练习任务 »
1) 根据这篇关于“猫论”的原文,城里人买猫一般是为了什么?
2) 从下列记录中提取所有包含字符串“ground”的行。

原文 »
邓小平是通过“猫论”哲学彻底解决了 “ 宁要社会主义的草,不要资本主义的苗”的问题 。邓小平的猫论是 “ 不管黑猫白猫,捉到老鼠就是好猫 ”。这里实际上说了三个问题:目标是“捉老鼠”,手段有黑猫和白猫,捉到老鼠是判断是否好猫的实效标准。从“猫论”可以抽象出:目标、手段和实效标准。目标和手段都是变量,核心是目标的有效实现,即实效。不同人的目标可以不同、不同国家的目标也可以不同,同一个国家不同时期也可以不同;手段是完全开放的,没有先入之见,最终的判断都是以手段对于目标的有效实现即实效为标准的。邓小平的“猫论”来自于农村,是农村实用猫,因为农民买猫就是为了捉老鼠。对于城里人来说,“猫论”可以改为“不管外国猫中国猫,好看听话就是好猫”。这是因为,城里人买猫一般不是为了捉老鼠,而是作为宠物。目标不同,手段不同,但判断标准都是实效:手段能否有效实现目标。 有些人批评“猫论”在经济上的唯利是图和不择手段,认为“猫论”是实用主义哲学,是不择手段,带来的是整个社会的唯利是图,那是对“猫论”理解上的本末倒置,因为他们盯着目标“老鼠”,而又庸俗地把老鼠理解为金钱或者GDP等物质目标,把手段对目标的实现理解为“不择手段”。仅仅讲一句话的“猫论”确实容易产生这样的误解。我们把两句话放在一起形成“实效主义新猫论”:“农村实用猫”:不管黑猫白猫,捉到老鼠就是好猫;“城市宠物猫”:不管外国猫中国猫,好看听话就是好猫。“实效主义新猫论”中的目标可以是物质财富,也可以是精神财富;可以是经济效率,也可以是公平分配;可以是过去三十年来的外延增长方式,也可以是内涵增长方式或者科学发展;可以是短期目标,也可以是长期目标。这需要我们理性探讨。“实效主义新猫论”的实质是理性目标的有效实现,是用最优手段实现目标。 如果农民买猫的主要目的是抓老鼠,“宁要好看听话的花猫,不要会抓老鼠的黑猫”,那么这个农民就主次颠倒了。同样,城里人买猫的主要目的是作为宠物,说“宁要会抓老鼠的黑猫,不要好看听话的花猫”也是非理性的。

在邓小平理论中,计划与市场,公有与私有仅仅是黑猫白猫,社会主义目标是老鼠。这样,不管是资本主义曾经使用过的制度,还是奴隶社会和封建社会使用的制度,也不管是近代中国曾经使用过的制度,还是中国古代使用的制度,都只是实现社会主义目标的工具,只要能够长出好苗,我们都可以选择,在实现社会主义伟大目标的手段上没有任何先入之见,根本不存在所谓资本主义手段、封建主义手段和社会主义手段之分。

(数据记录)
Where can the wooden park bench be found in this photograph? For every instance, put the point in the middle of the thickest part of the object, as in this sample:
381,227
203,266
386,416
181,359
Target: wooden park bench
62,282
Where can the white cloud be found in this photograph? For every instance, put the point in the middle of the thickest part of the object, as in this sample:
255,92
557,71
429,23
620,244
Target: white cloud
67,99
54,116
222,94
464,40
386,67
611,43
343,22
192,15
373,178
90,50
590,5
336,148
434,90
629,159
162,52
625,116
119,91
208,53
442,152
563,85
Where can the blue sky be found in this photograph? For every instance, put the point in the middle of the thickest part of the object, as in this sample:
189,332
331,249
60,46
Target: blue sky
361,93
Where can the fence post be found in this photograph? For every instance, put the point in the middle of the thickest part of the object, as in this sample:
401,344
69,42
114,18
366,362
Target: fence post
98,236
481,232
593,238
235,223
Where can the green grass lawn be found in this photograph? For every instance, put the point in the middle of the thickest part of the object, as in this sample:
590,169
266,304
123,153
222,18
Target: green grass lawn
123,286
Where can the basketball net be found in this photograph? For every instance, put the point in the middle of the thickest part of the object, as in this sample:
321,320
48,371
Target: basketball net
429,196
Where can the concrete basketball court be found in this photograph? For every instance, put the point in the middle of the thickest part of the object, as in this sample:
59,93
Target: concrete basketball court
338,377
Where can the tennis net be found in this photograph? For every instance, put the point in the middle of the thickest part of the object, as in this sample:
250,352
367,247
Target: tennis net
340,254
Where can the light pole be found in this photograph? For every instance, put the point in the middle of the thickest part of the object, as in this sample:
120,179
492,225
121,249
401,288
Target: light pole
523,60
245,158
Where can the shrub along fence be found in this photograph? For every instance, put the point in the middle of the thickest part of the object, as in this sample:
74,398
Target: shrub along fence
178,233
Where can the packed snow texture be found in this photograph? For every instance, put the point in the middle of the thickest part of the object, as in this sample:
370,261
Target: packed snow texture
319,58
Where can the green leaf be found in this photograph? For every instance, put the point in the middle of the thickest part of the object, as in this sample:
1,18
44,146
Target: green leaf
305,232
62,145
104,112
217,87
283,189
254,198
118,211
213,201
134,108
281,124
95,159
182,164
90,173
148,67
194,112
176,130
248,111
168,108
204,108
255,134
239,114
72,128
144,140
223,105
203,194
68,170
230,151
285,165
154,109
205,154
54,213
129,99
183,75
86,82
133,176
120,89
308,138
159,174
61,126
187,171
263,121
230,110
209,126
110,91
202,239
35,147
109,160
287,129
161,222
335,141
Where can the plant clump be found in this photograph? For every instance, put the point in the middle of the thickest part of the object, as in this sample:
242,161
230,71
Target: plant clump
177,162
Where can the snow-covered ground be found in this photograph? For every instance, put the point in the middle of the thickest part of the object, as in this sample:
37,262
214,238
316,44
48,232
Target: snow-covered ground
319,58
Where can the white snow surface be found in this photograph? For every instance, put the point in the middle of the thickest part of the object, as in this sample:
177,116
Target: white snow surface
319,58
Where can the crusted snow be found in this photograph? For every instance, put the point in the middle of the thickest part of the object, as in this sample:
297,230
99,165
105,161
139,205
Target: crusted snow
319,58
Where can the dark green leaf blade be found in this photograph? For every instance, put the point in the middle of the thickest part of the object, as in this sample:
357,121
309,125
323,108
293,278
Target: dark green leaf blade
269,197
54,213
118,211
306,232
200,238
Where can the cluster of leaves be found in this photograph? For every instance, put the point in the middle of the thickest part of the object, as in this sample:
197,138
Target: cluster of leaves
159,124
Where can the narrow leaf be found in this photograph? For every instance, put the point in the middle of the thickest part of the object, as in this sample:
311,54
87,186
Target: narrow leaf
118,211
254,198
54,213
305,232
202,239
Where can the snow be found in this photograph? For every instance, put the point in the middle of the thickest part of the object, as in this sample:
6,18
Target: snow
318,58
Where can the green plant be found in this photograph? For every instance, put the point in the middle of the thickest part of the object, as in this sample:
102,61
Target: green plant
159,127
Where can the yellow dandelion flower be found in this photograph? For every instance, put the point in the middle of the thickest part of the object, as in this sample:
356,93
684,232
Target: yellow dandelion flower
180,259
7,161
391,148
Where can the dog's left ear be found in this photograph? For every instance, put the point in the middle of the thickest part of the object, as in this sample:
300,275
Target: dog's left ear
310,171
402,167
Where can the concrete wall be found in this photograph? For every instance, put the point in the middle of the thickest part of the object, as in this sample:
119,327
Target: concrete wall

参考答案 »
1) 城里人买猫一般不是为了捉老鼠,而是作为宠物。

2)
Where can the snow-covered ground be found in this photograph? For every instance, put the point in the middle of the thickest part of the object, as in this sample:
Target: snow-covered ground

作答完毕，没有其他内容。